*ACTIVITY 1*
Rewrite the forum thread, everything from "## Shadowrider" down to "same as mine.", with "Probotics" replaced by "Openbuilds".

*READING TEXT*
I ordered a Stinger II, 4' x 4' working area. They don't build until there is an order. They estimate shipping it sometime late in October.

Ken


----------



## bonesbr549

Cool. Are you getting the 4th axis, and do you mind sharing what options you went with?


----------



## KEP

Mine will have; 1.7 kw spindle, fast tool change, laser cross hair, remote keypad and 4th axis.

Ken


----------



## Ger21

> If I build i m looking ath these guys, as their 1500mm rails are quite reasonable.
> 
> http://www.openbuilds.com/


An Openbuilds machine won't be 1/10 of what you'll get from a Camaster. They are very light duty machines. Especially when made in larger sizes.


----------



## Shadowrider

bonesbr549, you might look at Probotics. The owner was very helpful when I inquired. His machines are available in several sizes and have a 4axis bolt-on option. His software is already 4th axis compatible regardless of which machine you get also.


----------



## oldnovice

*KEP*, is that spindle the HSD 2.2 HP with the er25 collet?
Just wondering as that is the same as mine.


----------



## KEP

old novice:

Yes, that is what I am getting. This will my first experience with using a spindle.

Ken


----------



## bonesbr549

> bonesbr549, you might look at Probotics. The owner was very helpful when I inquired. His machines are available in several sizes and have a 4axis bolt-on option. His software is already 4th axis compatible regardless of which machine you get also.
> 
> - Shadowrider


I'd not heard of them, but their gantry system on a large footprint has the same issues IMO as the other ones.


----------



## oldnovice

> old novice:
> 
> Yes, that is what I am getting. This will my first experience with using a spindle.
> 
> Ken
> 
> - KEP


You are going to love the spindle. It is quieter and more powerful than a comparable router and you can use more than just 1/4" and/or 1/2" bits!


----------



## todd1962

I love my X-carve but probably not the best choice if you need a 4th axis.


----------



## bonesbr549

> I love my X-carve but probably not the best choice if you need a 4th axis.
> 
> - Todd


Yea I looked long and hard but the feedback on the forum. Kinda scared me away


----------

*GIVEN DATA*
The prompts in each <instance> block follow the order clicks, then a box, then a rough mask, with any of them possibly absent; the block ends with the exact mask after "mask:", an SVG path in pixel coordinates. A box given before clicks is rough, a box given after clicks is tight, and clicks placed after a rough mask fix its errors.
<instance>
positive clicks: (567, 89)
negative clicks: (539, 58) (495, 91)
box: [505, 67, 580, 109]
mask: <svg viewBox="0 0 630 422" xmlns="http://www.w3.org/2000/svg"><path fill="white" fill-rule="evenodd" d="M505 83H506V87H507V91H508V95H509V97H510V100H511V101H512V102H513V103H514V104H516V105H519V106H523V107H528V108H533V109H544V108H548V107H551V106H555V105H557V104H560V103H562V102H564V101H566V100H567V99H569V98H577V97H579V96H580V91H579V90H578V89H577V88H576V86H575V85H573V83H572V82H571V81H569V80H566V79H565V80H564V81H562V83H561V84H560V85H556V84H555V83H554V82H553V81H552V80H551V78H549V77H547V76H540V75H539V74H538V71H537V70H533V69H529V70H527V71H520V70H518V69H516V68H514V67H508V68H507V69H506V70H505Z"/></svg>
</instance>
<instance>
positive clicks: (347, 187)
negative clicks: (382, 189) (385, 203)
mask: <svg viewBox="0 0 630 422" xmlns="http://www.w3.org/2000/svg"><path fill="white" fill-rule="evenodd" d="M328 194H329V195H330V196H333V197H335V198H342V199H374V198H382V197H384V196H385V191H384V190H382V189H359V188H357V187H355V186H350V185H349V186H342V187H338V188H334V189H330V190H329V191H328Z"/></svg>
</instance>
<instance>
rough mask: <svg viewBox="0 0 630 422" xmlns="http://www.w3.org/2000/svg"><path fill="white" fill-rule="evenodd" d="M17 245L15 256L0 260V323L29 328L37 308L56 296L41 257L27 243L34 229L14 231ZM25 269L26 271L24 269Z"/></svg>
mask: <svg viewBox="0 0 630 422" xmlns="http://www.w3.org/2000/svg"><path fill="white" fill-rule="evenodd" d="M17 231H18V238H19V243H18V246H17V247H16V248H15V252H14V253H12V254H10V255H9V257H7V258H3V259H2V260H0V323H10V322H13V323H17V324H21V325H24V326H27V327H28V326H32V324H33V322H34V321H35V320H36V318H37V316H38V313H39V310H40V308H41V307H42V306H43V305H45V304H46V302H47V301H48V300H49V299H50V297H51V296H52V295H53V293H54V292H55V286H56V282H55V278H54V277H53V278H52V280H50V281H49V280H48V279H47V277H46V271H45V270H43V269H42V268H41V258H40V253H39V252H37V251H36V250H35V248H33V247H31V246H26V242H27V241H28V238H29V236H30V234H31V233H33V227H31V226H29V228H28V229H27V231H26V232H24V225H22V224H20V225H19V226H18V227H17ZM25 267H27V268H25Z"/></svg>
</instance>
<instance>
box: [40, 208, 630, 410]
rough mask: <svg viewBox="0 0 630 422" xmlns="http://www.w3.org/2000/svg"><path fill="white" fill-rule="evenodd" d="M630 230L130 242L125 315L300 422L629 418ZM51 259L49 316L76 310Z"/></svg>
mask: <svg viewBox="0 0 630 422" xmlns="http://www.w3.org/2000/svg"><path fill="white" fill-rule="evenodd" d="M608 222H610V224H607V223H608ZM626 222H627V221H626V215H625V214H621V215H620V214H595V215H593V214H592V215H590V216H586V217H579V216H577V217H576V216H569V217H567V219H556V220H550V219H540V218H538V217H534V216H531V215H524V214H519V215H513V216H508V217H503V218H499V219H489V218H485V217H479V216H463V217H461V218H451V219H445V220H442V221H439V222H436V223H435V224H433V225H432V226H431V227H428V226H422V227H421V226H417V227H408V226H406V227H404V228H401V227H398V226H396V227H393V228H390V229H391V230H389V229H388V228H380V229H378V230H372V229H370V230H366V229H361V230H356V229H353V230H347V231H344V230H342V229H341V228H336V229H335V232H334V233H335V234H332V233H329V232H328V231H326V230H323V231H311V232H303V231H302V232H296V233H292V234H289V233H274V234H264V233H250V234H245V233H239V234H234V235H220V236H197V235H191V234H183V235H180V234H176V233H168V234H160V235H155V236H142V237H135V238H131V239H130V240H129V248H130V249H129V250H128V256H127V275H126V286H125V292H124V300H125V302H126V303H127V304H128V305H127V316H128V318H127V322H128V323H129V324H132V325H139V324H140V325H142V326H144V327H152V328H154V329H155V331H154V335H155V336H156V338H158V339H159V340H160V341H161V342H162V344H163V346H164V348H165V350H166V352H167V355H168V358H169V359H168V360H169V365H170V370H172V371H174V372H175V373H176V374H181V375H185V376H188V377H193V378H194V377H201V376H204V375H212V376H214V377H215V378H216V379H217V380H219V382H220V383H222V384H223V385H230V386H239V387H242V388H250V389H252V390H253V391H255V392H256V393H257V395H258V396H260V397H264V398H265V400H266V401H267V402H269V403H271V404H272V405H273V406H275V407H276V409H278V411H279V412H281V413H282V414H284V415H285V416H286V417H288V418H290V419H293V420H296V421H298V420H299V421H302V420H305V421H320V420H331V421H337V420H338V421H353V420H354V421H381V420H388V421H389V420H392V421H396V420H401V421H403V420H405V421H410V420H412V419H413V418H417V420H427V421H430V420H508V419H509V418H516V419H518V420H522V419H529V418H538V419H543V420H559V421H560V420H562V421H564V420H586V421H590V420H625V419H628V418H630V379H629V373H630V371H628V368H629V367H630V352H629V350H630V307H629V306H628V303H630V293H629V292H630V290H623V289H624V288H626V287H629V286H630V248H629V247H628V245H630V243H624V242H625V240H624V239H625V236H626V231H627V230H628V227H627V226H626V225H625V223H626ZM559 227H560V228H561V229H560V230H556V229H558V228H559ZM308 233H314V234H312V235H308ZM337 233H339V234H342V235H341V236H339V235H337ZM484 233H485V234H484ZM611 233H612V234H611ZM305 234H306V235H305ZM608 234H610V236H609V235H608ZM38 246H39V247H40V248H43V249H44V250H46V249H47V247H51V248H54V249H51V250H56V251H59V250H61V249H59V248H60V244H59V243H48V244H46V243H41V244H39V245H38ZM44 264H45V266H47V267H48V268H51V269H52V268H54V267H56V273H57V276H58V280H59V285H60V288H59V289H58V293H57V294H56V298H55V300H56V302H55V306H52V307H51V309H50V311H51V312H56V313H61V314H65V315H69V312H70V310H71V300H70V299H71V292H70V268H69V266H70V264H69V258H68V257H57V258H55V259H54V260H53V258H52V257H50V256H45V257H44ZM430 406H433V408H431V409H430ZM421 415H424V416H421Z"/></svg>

*ACTIVITY 2*
How many lines of the records contain the string "negative"? Reply with the number only.

*ANSWER AREA 1*
## Shadowrider

bonesbr549, you might look at Openbuilds. The owner was very helpful when I inquired. His machines are available in several sizes and have a 4axis bolt-on option. His software is already 4th axis compatible regardless of which machine you get also.


----------



## oldnovice

*KEP*, is that spindle the HSD 2.2 HP with the er25 collet?
Just wondering as that is the same as mine.

*ANSWER AREA 2*
2